> [Page extract]:
● ● ● ●

When a person takes molly orally, the drug makes its way into the stomach before moving to the intestines. From here, it passes into the bloodstream. At this point, the person begins to feel the effects of molly.
This includes effects on the stomach, heart, blood vessels, and muscles, as well as neurological effects such as agitation and anxiety.
The liver then breaks down the drug into chemical compounds called metabolites. MDMA and its metabolites pass to the kidneys, which will filter the drug out of the bloodstream.
The chemicals then move to the bladder, and they eventually leave the body in the urine. The body will also excrete some metabolites through feces and sweat.
The half-life of molly is approximately 8–9 hours. A drug’s half-life is the time it takes for the amount of the drug in a person’s system to be reduced by half. Research indicates that it takes five half-lives for the body to clear over 95% of the molly a person has taken.
Some MDMA metabolites may remain in a person’s system for even longer than this, though drug tests do not usually detect them.

● ● ● ●

> [Activities]:
1. From the passage on how molly moves through the body, list the body parts that it says the drug has effects on.
2. Answer these about the passage on how molly moves through the body:
(a) About how long is the half-life of molly?
(b) Which organ breaks the drug down into metabolites?
(c) How many half-lives does it take for the body to clear over 95% of the molly taken?

Point-per-instance localization data:
● ● ● ●

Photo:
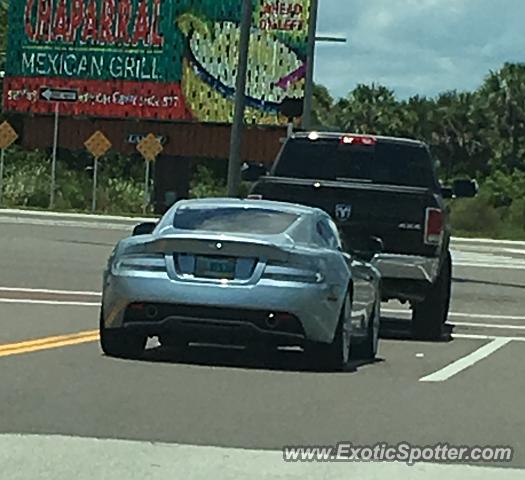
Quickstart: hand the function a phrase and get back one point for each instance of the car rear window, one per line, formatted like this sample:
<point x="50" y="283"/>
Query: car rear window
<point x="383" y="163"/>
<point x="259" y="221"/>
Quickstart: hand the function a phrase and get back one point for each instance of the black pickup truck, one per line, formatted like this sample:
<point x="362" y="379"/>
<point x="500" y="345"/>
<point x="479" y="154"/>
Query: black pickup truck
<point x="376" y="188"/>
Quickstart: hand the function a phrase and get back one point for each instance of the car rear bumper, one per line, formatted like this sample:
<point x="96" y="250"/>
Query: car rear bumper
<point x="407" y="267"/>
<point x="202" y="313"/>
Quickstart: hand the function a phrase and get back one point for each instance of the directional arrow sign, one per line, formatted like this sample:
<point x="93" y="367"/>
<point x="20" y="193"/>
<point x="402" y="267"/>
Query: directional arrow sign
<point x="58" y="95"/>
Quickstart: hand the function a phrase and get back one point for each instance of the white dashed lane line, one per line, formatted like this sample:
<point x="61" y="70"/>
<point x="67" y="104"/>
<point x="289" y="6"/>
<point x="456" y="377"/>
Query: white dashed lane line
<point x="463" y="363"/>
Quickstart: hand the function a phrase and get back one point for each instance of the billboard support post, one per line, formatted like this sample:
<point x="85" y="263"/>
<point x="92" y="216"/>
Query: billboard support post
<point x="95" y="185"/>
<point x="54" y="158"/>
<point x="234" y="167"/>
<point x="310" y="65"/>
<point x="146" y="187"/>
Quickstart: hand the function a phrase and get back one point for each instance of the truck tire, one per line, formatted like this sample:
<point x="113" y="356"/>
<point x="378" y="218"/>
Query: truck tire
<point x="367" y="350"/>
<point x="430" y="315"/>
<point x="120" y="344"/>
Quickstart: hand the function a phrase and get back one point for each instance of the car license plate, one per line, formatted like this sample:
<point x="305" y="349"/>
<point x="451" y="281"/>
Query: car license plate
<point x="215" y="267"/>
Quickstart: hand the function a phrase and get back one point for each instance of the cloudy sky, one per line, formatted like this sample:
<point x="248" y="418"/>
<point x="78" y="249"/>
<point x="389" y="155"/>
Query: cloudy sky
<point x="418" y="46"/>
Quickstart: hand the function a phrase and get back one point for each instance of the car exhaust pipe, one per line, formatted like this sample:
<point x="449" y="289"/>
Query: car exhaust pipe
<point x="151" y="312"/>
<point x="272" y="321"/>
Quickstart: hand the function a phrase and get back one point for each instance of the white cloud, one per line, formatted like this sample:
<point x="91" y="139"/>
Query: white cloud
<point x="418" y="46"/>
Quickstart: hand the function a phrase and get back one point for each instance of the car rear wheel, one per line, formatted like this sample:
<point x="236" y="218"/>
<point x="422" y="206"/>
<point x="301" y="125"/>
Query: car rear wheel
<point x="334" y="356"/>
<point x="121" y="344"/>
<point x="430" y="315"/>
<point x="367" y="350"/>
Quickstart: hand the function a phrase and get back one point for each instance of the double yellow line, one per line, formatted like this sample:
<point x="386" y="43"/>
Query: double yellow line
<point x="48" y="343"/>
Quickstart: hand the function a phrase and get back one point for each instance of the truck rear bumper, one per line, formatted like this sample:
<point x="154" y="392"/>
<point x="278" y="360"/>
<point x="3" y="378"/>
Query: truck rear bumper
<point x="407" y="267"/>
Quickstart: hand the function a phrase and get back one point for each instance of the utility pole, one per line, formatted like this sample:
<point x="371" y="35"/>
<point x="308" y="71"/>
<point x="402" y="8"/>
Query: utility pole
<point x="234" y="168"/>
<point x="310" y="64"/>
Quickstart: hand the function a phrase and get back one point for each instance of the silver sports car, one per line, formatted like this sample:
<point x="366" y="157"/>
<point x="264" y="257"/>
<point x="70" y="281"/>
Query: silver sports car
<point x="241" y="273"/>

● ● ● ●

> [Exercise results]:
1. Stomach, heart, blood vessels, muscles

2.
(a) About 8–9 hours
(b) The liver
(c) Five